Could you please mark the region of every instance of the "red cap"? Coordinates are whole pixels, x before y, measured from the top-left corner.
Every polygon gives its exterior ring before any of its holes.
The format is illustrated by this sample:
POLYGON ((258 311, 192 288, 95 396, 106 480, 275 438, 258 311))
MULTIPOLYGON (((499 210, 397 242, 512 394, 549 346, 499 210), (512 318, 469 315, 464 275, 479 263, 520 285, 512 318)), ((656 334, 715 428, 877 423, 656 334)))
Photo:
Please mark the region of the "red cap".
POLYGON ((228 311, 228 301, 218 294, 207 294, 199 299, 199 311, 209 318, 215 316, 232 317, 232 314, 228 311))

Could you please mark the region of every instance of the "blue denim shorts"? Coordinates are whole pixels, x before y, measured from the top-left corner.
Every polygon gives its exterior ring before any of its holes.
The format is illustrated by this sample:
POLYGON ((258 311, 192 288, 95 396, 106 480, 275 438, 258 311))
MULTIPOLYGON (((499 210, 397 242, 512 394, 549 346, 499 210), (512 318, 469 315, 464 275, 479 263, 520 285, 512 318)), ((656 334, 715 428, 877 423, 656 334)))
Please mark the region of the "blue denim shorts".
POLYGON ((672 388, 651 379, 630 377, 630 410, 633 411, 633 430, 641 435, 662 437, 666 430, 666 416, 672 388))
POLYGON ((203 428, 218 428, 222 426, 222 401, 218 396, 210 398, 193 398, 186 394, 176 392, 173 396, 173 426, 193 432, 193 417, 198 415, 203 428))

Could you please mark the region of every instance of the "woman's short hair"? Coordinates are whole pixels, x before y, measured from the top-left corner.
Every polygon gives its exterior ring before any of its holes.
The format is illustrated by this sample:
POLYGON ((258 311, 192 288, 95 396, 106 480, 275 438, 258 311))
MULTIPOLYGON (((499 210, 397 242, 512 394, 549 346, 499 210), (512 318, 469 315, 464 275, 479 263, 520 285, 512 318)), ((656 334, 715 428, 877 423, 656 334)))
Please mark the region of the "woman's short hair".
====
Write the complete data out, exactly as above.

Could you please mark the region of every instance of the "red cap"? Coordinates are whole pixels, x before y, measured from the top-left corner.
Every polygon gives its exterior ring before any of its holes.
The format is illustrated by this sample:
POLYGON ((258 311, 192 288, 95 396, 106 480, 275 438, 258 311))
MULTIPOLYGON (((499 210, 397 242, 512 394, 549 346, 499 210), (512 318, 469 315, 464 275, 479 263, 520 285, 512 318)), ((656 334, 715 428, 877 423, 656 334)))
Photo:
Please mark the region of the "red cap".
POLYGON ((228 311, 228 301, 218 294, 207 294, 199 299, 199 311, 209 318, 215 316, 232 317, 232 314, 228 311))

Could you please mark the region of every instance of the "blue denim shorts"? Coordinates are whole pixels, x before y, measured from the top-left corner.
Every polygon gives its exterior ring before any of its holes.
The format is illustrated by this sample:
POLYGON ((258 311, 192 288, 95 396, 106 480, 275 438, 258 311))
MULTIPOLYGON (((499 210, 397 242, 512 394, 549 346, 499 210), (512 318, 469 315, 464 275, 479 263, 520 285, 512 318)), ((656 334, 715 428, 877 423, 656 334)))
Please mark the region of the "blue denim shorts".
POLYGON ((672 388, 651 379, 630 377, 630 410, 633 411, 633 430, 641 435, 662 437, 666 430, 666 416, 672 388))
POLYGON ((203 428, 218 428, 222 426, 222 401, 218 396, 210 398, 193 398, 186 394, 176 392, 173 396, 173 426, 193 432, 193 417, 198 415, 203 428))

Could you please mark the region of every instance of the "woman's short hair"? Coordinates are whole pixels, x before y, measured from the top-left corner.
Every polygon gives its exterior ring before any of its holes.
The format is illustrated by this sample:
POLYGON ((258 311, 192 288, 95 396, 106 480, 275 438, 258 311))
MULTIPOLYGON (((499 210, 397 242, 512 394, 549 346, 499 210), (512 318, 469 315, 464 275, 479 263, 520 285, 512 318)), ((656 334, 715 428, 877 423, 656 334)))
Please mark the region of the "woman's short hair".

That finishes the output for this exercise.